Write out each record exactly and skip every image.

▶ Provided records
------------------------------------------------------------------------

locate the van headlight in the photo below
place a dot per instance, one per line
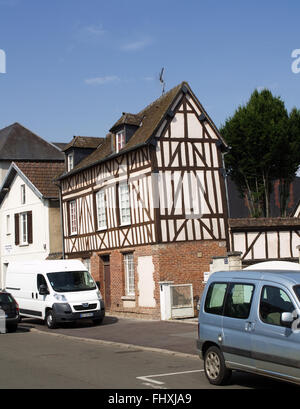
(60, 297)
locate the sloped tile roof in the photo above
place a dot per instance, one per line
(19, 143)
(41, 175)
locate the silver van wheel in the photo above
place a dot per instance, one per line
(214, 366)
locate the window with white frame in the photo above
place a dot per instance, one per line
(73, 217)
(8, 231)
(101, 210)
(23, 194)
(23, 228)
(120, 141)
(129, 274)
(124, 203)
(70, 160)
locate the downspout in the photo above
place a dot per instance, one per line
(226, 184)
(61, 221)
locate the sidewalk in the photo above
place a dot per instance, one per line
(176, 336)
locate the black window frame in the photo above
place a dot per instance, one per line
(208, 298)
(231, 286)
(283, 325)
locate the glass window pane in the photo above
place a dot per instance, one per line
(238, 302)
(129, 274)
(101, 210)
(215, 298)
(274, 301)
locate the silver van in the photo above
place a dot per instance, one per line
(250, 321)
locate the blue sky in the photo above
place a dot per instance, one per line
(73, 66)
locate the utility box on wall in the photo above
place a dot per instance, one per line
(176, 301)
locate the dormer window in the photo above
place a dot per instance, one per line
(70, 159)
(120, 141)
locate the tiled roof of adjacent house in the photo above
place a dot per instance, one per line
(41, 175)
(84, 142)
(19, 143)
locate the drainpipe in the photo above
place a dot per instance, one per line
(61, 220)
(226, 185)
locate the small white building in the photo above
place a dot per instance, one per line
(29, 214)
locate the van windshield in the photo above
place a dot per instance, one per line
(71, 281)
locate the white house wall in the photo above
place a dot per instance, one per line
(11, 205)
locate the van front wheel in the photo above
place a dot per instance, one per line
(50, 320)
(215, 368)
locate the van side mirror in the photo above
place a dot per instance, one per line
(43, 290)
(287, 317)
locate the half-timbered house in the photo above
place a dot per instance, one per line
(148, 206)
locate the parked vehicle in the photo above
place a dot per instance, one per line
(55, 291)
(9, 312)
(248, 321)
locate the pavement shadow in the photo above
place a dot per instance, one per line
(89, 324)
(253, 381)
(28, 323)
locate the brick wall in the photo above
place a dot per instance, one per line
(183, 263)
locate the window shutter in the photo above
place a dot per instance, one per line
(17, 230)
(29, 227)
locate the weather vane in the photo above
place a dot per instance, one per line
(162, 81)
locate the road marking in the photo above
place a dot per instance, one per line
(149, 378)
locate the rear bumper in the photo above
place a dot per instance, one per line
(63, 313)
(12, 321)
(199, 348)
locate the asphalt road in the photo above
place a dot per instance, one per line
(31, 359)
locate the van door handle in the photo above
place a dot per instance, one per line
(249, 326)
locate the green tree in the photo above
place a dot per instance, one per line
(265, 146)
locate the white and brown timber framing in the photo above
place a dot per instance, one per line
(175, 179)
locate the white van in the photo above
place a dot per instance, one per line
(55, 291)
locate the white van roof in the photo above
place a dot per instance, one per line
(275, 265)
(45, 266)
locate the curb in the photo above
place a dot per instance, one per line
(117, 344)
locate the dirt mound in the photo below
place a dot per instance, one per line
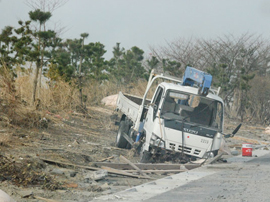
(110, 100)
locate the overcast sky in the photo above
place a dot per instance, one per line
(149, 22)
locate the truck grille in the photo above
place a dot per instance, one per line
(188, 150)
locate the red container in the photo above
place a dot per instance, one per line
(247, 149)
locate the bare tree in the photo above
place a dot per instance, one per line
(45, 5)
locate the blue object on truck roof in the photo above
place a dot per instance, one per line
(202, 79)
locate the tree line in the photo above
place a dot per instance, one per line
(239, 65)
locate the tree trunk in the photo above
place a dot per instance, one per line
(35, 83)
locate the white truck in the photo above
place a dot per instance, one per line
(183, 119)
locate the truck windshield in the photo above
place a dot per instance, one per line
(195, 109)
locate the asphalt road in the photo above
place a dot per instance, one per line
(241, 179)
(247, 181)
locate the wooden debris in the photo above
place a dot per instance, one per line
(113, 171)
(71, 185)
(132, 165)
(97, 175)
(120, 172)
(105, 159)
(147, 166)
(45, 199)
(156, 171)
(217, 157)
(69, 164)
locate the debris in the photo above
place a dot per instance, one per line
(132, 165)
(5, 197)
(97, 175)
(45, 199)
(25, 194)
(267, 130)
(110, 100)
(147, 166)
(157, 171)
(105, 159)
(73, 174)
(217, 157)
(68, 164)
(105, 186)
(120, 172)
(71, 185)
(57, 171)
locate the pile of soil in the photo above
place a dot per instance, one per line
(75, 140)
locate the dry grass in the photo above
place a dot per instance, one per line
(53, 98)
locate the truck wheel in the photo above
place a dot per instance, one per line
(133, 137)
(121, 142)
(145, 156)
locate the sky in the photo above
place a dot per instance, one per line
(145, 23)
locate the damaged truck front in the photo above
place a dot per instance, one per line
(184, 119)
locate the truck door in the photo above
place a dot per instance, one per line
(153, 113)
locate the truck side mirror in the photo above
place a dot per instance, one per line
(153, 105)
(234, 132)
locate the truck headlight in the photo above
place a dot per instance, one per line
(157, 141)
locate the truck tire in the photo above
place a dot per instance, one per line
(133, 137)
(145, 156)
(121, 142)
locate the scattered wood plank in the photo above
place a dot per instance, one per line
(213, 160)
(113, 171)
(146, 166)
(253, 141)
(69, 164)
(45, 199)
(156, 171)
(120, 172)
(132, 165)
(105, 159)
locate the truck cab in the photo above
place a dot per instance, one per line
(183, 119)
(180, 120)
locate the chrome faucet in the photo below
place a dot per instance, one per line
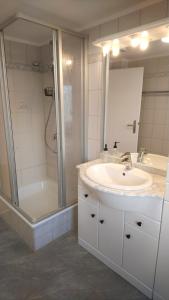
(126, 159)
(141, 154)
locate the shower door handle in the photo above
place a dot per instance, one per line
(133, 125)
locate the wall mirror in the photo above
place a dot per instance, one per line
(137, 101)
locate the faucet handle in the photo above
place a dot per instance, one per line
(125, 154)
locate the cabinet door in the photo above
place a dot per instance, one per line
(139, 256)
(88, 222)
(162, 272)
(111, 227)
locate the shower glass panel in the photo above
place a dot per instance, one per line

------------------------------------------------------------------------

▶ Task output
locate the van headlight in the photo below
place a dot per instance, one per line
(60, 297)
locate the sloped tile roof in the photo above
place a dot per instance, one per line
(19, 143)
(41, 175)
locate the silver van wheel in the photo above
place a dot per instance, one per line
(214, 366)
locate the window with white frame in the photo above
place a dot per instance, one per line
(73, 217)
(8, 231)
(101, 210)
(23, 194)
(23, 228)
(120, 141)
(129, 274)
(124, 203)
(70, 160)
locate the downspout in the photo above
place a dot per instance, one per line
(226, 184)
(61, 221)
locate the sidewalk in the photo above
place a dot per instance, one per line
(176, 336)
locate the black window frame in the photo above
place a dot per instance, one per line
(208, 298)
(231, 286)
(283, 325)
locate the glass window pane in the photo above
place a dot per instance, one per line
(238, 302)
(129, 274)
(101, 210)
(215, 298)
(274, 301)
locate the silver van in the photo above
place a dot per instance, one per line
(250, 321)
locate the blue sky in the photo above
place a dot per instance, one per line
(73, 66)
locate the utility box on wall in the photo above
place a dot per instance, one per line
(176, 301)
locate the dormer window in the photo above
place a dot per instance, one per line
(70, 159)
(120, 141)
locate the tiled roof of adjacent house in the photo above
place a dot per instance, one per line
(41, 175)
(84, 142)
(19, 143)
locate the drainpipe in the photo above
place a dot per instance, one per line
(61, 220)
(226, 185)
locate the small white building in the photo above
place a dot per instance, one per line
(29, 214)
locate the van windshield in the photo above
place a dot per instance, one per line
(71, 281)
locate the white house wall in the photo above
place a dot per instance, one per line
(11, 205)
locate the van front wheel in the photo above
place a dot per instance, one per line
(50, 320)
(215, 368)
locate the van side mirror in the photo above
place a dot per instance, one per line
(43, 290)
(287, 317)
locate the half-timbered house in the photo above
place a dot per instance, one per line
(148, 206)
locate the parked vehicle in the photo above
place a dot per instance, one per line
(55, 291)
(9, 312)
(248, 321)
locate the pavement shadow in the photo above
place a dot per instance, one per line
(89, 324)
(253, 381)
(28, 323)
locate the brick wall in the photo above
place a dot per instance, one per line
(183, 263)
locate the window shutter in the photo above
place a dot per instance, one per line
(17, 230)
(29, 227)
locate the weather vane in the photo above
place a dot per instance, one per line
(162, 81)
locate the road marking in the photo above
place a dot per instance, one per line
(149, 378)
locate the rear bumper in the photo above
place a dot per instance, one per line
(63, 313)
(12, 321)
(199, 348)
locate the asphalt road in the photo above
place a dot per instance, one per line
(31, 359)
locate the van door handle in the photo above
place a dot per instance, one per line
(249, 326)
locate the green tree in the photo above
place a dot per instance, one per line
(265, 146)
locate the white and brown timber framing in the photo above
place a dot per instance, one per line
(175, 179)
locate the white van in the photo above
place a dot per instance, one per line
(55, 291)
locate the white van roof in the photo above
place a dot per instance, one per line
(275, 265)
(45, 266)
locate the curb in the photo above
place a dot per instance, one per line
(117, 344)
locate the dirt mound in the photo below
place a dot per instance, one per line
(110, 100)
locate the overcast sky in the photo above
place a dot per instance, one per line
(149, 22)
locate the truck grille in the photo above
place a dot per instance, one per line
(188, 150)
locate the red container in the photo above
place a dot per instance, one per line
(247, 149)
locate the bare tree in the photo above
place a dot per instance, one per line
(45, 5)
locate the blue object on truck roof in the photo above
place a dot per instance, one per line
(202, 79)
locate the tree line in the photo above
place a dot per instance, one per line
(239, 65)
locate the tree trunk in the photo above
place a dot per instance, one per line
(35, 83)
locate the white truck in the photo above
place a dot per instance, one per line
(183, 119)
locate the truck windshield in the photo above
place a dot per instance, one per line
(195, 109)
locate the asphalt road in the photo above
place a dot per instance, one per line
(241, 179)
(247, 181)
locate the wooden debris in the photo above
place a dot per instance, one per line
(113, 171)
(71, 185)
(132, 165)
(97, 175)
(120, 172)
(105, 159)
(147, 166)
(45, 199)
(156, 171)
(217, 157)
(69, 164)
locate the debris in the photo above
place a dot per instance, one per line
(132, 165)
(5, 197)
(97, 175)
(45, 199)
(25, 194)
(267, 130)
(110, 100)
(147, 166)
(157, 171)
(105, 159)
(73, 174)
(217, 157)
(68, 164)
(105, 186)
(120, 172)
(71, 185)
(57, 171)
locate the pile of soil in the photo above
place a dot per instance, one per line
(75, 140)
locate the dry grass in the photo above
place a dot per instance, one per line
(53, 98)
locate the truck wheel in the photo above
place a dot per instance, one per line
(133, 137)
(121, 142)
(145, 156)
locate the sky in the photo above
place a dot per instance, one per line
(145, 23)
locate the damaged truck front in the photo above
place a dot per instance, one per line
(184, 119)
locate the truck door in the photo above
place a dot per instance, one per line
(153, 113)
locate the truck side mirror in the photo above
place a dot per instance, one per line
(153, 105)
(234, 132)
locate the truck headlight in the photo above
place a dot per instance, one per line
(157, 141)
locate the truck tire in the photo above
place a dot per instance, one per line
(133, 137)
(145, 156)
(121, 142)
locate the scattered wood plank in the photo above
place a dot per instance, one per line
(213, 160)
(113, 171)
(146, 166)
(253, 141)
(69, 164)
(45, 199)
(156, 171)
(120, 172)
(132, 165)
(105, 159)
locate the truck cab in the photo above
place a dot per instance, one per line
(183, 119)
(180, 120)
locate the chrome faucet in the photo below
place a dot per instance, one per line
(126, 159)
(141, 154)
locate the shower door handle in the photo above
place a dot per instance, one per line
(133, 125)
locate the wall mirror in the photo above
place a dot per instance, one per line
(137, 101)
locate the faucet handle in the photo above
place a dot per instance, one per line
(125, 154)
locate the cabinet door in the photo above
place a dot per instance, one per line
(139, 256)
(88, 222)
(162, 272)
(111, 227)
locate the shower glass panel in the photo above
place a dot per instance, one per line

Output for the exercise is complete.